Records from a dataset
-=-=-
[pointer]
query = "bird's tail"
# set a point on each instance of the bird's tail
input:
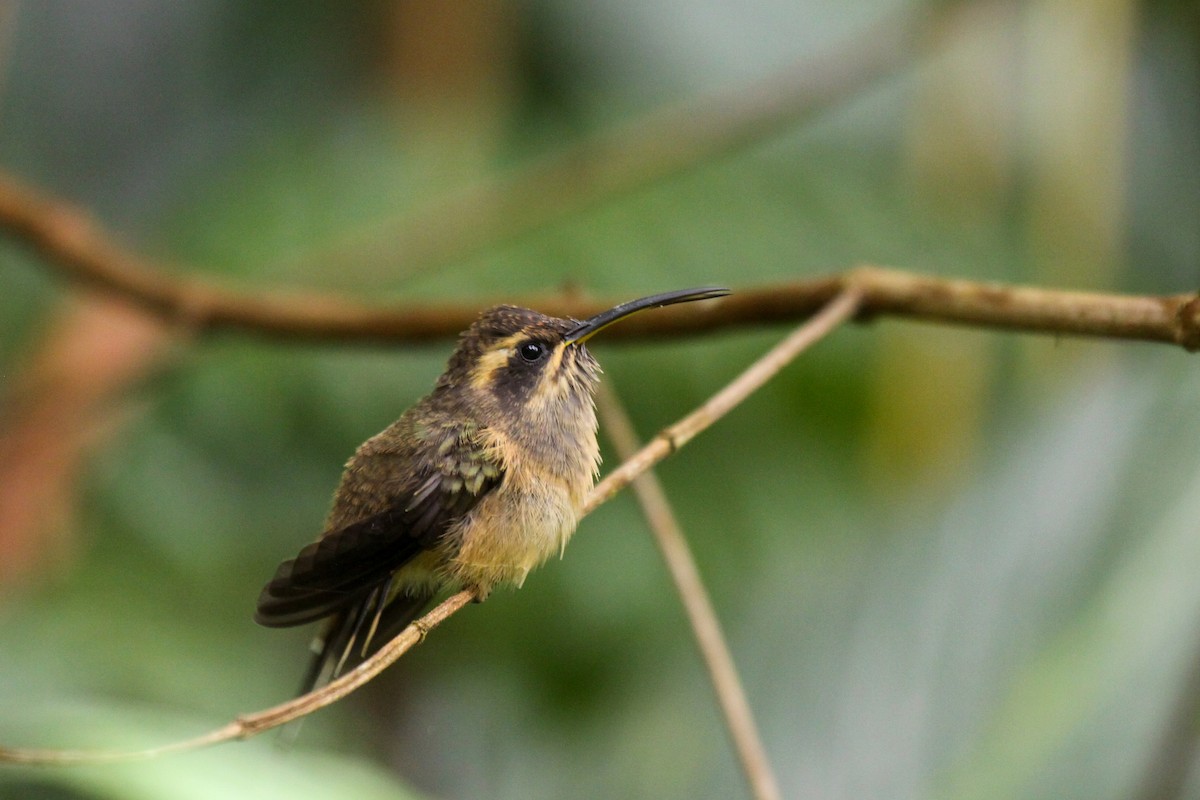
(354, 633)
-=-=-
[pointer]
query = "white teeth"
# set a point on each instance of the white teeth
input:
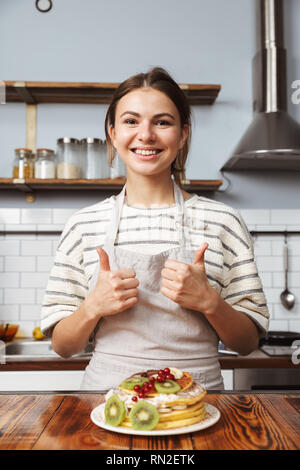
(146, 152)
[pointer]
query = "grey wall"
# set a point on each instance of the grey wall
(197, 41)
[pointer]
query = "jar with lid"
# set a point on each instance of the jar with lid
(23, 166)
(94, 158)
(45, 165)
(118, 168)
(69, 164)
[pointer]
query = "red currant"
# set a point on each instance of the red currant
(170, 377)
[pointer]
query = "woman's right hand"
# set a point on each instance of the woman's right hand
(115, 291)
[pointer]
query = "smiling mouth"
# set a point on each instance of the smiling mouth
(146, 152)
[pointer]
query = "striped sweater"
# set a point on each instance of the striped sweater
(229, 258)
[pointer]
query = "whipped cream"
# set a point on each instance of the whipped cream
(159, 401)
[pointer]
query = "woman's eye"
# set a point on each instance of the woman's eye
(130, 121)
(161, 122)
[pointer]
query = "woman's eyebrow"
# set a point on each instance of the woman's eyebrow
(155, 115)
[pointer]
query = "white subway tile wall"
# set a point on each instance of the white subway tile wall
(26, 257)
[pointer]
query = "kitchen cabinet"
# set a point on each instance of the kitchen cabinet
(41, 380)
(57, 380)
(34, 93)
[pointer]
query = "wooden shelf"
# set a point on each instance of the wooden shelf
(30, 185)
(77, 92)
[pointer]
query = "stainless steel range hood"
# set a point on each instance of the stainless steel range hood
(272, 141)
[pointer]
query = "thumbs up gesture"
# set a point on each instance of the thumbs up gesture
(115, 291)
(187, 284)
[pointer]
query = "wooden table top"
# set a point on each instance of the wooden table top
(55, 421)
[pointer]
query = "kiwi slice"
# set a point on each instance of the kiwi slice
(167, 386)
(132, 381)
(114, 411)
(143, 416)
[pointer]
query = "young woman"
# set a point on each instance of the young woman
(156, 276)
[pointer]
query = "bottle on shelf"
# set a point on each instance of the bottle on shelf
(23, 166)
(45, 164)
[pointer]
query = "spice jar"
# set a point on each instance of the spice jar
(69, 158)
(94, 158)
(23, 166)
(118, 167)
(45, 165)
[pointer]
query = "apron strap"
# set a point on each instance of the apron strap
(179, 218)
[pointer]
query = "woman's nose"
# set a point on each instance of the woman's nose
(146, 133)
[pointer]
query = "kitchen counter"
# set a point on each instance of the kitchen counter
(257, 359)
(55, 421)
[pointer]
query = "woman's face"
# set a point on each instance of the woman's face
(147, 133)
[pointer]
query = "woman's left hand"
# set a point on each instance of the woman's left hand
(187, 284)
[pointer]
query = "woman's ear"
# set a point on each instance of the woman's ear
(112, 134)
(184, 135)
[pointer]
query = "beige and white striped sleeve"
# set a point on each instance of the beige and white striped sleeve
-=-=-
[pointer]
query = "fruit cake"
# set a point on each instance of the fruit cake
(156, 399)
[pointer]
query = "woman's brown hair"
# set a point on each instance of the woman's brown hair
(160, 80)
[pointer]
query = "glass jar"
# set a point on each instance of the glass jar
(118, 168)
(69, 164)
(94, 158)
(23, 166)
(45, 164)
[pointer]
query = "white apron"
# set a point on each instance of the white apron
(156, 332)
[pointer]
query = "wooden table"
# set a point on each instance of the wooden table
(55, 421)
-=-=-
What you need to do =>
Figure out how many lines above hold "beige", then give that number alone.

Output for this task =>
2